**Excerpted text**
2.1 The Commissioner of Income tax (Appeals) erred in holding that the appellant had adopted a flat rate on the turnover of truck and non truck segment eventhough the assessee company is adopting the rate which changes from year to year based on previous year experience.
2.2 The Commissioner of Income tax (Appeals) ought to have appreciated that warranty is an estimate based on previous experience and that actual expenditure may not match the provision and any excess or shortage in the provision is made is adjusted in the subsequent year. Rotork Controls India P.Ltd Vs. CIT, 314 ITR 62(SC).

**Records shown**
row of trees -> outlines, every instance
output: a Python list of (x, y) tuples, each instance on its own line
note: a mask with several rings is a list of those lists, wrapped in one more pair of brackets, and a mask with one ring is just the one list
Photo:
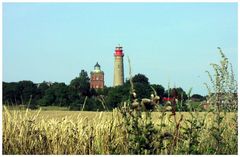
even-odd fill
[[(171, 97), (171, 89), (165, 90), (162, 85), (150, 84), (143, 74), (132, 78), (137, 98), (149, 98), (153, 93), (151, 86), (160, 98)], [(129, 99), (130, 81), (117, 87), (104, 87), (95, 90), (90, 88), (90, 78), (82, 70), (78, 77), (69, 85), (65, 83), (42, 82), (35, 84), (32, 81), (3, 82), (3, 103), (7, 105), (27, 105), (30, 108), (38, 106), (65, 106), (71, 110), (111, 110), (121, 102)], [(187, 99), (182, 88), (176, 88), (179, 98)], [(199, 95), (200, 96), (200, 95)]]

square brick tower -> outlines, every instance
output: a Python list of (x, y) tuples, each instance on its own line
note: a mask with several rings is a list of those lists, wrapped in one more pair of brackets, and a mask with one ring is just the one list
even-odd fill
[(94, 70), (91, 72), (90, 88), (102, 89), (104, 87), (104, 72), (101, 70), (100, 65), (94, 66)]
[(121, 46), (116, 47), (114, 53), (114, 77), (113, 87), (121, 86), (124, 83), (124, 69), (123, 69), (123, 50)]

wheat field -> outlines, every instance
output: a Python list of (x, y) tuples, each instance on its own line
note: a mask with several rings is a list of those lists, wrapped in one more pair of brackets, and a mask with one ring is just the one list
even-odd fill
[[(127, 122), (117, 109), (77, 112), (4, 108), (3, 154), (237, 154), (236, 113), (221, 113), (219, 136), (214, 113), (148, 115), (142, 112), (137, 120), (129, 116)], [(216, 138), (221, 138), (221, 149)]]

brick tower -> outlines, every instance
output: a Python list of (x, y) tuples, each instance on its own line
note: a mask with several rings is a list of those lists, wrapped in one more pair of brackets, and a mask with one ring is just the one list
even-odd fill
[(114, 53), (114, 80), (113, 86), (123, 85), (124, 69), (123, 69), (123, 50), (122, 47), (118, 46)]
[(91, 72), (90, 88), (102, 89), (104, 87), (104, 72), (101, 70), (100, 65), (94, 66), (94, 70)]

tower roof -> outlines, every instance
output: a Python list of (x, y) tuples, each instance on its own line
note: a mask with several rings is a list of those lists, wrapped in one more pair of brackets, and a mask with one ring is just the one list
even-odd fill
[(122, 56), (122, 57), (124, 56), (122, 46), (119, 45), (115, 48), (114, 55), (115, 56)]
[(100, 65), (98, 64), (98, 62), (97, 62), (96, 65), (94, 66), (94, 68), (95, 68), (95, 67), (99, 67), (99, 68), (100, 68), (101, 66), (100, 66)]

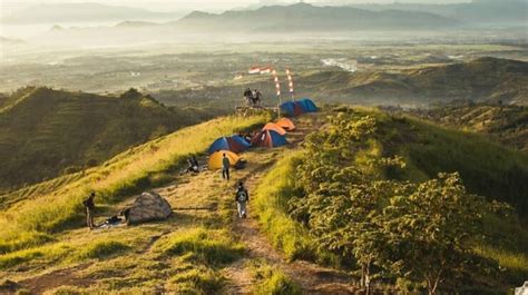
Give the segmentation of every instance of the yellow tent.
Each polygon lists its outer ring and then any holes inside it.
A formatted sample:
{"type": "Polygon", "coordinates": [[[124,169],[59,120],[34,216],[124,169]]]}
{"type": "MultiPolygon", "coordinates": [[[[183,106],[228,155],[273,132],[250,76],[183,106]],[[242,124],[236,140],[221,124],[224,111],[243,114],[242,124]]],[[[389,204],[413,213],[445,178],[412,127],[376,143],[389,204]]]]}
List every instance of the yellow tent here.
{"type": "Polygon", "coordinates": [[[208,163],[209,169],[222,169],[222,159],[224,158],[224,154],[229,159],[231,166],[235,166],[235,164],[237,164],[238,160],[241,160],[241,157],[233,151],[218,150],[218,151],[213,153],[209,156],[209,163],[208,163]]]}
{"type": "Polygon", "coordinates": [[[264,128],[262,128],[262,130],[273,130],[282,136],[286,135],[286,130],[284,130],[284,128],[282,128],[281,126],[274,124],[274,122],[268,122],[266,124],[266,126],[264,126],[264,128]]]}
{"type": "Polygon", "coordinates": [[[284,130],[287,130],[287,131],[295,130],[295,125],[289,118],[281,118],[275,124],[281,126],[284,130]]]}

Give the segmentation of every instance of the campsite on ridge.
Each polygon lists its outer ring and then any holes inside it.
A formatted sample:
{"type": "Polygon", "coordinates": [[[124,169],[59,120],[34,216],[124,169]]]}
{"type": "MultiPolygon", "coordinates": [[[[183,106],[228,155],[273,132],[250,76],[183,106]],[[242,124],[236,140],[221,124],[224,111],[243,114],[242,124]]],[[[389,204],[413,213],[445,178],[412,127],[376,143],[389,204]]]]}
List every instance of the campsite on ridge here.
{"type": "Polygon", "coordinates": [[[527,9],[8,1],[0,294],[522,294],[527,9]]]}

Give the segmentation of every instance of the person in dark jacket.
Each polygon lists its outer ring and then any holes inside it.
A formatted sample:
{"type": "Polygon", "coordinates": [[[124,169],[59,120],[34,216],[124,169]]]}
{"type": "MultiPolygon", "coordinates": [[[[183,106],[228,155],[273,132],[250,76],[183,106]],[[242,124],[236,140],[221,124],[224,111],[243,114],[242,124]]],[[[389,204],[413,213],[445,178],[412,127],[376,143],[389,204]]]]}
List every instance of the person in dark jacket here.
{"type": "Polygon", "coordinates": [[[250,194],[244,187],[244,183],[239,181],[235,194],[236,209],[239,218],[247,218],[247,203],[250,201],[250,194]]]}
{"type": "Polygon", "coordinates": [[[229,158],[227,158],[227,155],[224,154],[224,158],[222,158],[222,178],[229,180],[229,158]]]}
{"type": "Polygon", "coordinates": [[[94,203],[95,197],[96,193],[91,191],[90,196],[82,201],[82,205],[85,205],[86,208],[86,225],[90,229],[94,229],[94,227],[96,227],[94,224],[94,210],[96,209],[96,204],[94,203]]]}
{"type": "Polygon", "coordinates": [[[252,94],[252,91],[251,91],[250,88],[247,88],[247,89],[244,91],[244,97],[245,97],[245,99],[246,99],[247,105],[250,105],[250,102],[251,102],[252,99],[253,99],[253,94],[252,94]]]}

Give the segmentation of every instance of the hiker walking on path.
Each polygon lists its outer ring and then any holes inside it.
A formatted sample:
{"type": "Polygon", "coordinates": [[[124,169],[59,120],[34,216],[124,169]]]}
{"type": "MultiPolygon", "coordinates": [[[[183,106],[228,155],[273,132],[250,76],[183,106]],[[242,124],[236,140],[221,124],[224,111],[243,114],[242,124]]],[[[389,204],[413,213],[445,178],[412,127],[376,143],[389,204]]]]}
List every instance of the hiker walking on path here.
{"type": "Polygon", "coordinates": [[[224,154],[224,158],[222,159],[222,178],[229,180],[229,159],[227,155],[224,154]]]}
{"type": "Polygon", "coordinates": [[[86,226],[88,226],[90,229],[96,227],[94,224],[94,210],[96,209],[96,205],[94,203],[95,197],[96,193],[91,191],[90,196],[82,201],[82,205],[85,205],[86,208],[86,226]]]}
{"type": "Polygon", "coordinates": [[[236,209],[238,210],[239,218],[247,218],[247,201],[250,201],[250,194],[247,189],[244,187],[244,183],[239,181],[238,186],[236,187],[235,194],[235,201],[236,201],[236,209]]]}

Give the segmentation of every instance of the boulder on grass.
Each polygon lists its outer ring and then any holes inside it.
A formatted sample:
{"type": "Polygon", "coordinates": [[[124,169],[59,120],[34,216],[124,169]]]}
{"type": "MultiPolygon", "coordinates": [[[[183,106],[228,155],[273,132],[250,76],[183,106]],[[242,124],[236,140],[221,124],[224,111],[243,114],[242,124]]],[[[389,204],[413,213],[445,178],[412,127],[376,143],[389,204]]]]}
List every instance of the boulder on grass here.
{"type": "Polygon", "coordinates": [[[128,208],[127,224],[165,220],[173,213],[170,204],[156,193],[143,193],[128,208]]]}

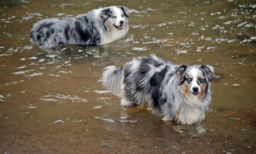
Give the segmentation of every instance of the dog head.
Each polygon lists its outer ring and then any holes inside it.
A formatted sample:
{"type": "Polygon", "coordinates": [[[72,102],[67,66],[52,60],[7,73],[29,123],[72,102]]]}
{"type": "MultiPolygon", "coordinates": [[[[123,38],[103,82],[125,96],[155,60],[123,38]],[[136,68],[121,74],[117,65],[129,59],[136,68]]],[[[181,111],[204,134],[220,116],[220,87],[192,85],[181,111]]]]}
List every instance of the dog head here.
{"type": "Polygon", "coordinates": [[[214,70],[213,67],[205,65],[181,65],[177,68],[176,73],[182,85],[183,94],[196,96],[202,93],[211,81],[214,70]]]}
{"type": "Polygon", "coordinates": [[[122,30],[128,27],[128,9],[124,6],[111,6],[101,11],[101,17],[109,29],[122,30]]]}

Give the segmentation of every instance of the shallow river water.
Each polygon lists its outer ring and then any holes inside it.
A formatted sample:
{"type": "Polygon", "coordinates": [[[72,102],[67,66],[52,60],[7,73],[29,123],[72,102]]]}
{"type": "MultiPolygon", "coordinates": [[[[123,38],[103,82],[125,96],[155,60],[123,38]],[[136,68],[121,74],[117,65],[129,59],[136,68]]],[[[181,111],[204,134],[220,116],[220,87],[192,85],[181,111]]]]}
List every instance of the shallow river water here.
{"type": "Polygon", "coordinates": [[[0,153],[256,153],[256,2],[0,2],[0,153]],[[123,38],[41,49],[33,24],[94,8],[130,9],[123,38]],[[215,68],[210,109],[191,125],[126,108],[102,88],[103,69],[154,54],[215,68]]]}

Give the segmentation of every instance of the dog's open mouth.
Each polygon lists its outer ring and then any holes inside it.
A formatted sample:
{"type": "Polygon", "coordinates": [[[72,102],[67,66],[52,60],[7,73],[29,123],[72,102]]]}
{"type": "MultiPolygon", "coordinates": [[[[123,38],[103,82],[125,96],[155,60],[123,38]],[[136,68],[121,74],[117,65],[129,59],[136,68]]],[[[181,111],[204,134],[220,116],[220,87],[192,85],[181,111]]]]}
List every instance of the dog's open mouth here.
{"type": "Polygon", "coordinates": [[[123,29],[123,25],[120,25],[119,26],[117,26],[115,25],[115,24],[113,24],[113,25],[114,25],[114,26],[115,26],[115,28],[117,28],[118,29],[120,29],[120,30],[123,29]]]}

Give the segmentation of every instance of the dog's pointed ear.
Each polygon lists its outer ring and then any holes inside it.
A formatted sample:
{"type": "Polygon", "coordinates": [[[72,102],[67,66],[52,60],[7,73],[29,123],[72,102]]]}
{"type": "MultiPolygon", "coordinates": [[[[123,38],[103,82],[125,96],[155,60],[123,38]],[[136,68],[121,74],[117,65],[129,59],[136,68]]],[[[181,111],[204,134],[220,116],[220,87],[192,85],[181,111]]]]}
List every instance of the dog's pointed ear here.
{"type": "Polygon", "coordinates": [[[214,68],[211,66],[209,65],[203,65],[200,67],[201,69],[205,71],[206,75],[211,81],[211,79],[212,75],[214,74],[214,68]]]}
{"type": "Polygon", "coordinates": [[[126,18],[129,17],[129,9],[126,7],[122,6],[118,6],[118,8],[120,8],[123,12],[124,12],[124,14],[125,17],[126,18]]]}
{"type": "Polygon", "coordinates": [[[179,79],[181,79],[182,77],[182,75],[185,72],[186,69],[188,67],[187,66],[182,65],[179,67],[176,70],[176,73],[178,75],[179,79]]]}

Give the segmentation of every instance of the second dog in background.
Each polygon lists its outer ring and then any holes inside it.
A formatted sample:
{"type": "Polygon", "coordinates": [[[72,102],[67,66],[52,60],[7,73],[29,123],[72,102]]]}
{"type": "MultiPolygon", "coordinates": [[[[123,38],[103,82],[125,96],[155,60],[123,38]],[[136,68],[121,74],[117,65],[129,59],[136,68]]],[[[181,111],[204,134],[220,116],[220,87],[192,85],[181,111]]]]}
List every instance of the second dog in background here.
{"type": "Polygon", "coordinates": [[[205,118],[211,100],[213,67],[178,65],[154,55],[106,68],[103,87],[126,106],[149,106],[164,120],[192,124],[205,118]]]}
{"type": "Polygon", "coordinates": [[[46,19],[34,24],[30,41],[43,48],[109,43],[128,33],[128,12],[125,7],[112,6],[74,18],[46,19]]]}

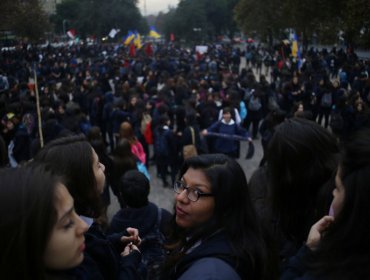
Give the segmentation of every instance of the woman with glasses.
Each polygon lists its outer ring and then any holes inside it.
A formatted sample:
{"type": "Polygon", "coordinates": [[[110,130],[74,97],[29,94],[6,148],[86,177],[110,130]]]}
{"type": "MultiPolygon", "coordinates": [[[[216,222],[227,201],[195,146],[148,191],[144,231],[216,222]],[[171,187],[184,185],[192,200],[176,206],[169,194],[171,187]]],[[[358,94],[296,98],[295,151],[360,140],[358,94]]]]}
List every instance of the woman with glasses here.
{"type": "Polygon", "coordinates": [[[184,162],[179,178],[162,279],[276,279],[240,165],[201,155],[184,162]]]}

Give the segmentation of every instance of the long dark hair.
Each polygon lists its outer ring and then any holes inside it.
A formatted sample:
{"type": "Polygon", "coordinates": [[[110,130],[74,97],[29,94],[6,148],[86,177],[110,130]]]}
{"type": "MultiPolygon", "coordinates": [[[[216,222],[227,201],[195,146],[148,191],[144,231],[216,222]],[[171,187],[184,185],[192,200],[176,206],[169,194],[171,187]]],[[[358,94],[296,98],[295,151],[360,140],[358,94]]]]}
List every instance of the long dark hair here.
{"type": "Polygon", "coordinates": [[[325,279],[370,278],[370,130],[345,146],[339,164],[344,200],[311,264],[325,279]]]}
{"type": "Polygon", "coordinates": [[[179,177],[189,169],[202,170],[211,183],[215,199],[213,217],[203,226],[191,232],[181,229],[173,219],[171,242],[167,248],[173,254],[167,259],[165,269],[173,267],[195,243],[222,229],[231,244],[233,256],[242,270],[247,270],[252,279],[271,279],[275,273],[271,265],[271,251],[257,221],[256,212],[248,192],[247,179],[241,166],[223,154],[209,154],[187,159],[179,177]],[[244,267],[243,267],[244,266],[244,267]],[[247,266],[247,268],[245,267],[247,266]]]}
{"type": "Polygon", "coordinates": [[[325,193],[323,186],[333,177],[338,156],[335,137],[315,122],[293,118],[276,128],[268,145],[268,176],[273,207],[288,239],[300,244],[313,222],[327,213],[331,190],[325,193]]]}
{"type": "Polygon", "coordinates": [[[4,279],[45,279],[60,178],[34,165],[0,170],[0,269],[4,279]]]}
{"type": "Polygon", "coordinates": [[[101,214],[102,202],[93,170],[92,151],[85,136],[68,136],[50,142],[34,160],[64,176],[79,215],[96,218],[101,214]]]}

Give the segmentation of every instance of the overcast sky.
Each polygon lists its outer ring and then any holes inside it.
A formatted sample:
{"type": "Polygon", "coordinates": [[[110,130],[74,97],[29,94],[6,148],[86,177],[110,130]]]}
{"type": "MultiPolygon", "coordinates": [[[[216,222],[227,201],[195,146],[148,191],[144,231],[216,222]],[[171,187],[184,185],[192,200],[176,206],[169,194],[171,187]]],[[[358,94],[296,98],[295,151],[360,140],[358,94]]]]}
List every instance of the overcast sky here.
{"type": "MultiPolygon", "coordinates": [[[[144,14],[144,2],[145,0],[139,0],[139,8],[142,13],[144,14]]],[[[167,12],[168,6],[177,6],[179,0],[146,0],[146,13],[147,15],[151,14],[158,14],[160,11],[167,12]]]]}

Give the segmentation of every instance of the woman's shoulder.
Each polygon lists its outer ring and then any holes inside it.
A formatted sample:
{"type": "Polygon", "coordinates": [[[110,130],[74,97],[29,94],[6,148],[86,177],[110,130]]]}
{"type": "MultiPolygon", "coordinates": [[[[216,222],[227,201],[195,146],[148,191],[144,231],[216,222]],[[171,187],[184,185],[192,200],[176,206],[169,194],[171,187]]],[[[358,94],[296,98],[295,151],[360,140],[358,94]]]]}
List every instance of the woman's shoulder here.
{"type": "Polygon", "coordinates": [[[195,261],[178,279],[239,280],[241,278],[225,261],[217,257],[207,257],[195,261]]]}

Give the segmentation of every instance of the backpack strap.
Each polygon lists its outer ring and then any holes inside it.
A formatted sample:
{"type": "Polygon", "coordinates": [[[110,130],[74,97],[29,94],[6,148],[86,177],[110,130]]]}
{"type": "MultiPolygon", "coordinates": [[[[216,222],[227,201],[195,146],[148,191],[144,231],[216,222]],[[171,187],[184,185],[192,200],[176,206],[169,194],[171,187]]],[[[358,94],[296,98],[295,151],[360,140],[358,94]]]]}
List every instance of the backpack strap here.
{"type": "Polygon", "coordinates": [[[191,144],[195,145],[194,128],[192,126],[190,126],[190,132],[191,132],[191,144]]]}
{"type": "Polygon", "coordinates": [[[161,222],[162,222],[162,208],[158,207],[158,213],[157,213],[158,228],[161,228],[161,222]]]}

**Exercise**
For each statement below, say yes or no to whether it agrees with the appeal grounds on the warranty provision, and quote the words of the text that decide it. 1. The Commissioner of Income tax (Appeals) held that the appellant had adopted a flat rate on the turnover of the truck and non truck segment. 2. Any excess or shortage in the warranty provision is adjusted in the same year. 3. The rate the assessee company adopts changes from year to year.

**Task output**
1. Yes: "erred in holding that the appellant had adopted a flat rate on the turnover of truck and non truck segment"
2. No: "any excess or shortage in the provision is made is adjusted in the subsequent year"
3. Yes: "the assessee company is adopting the rate which changes from year to year based on previous year experience"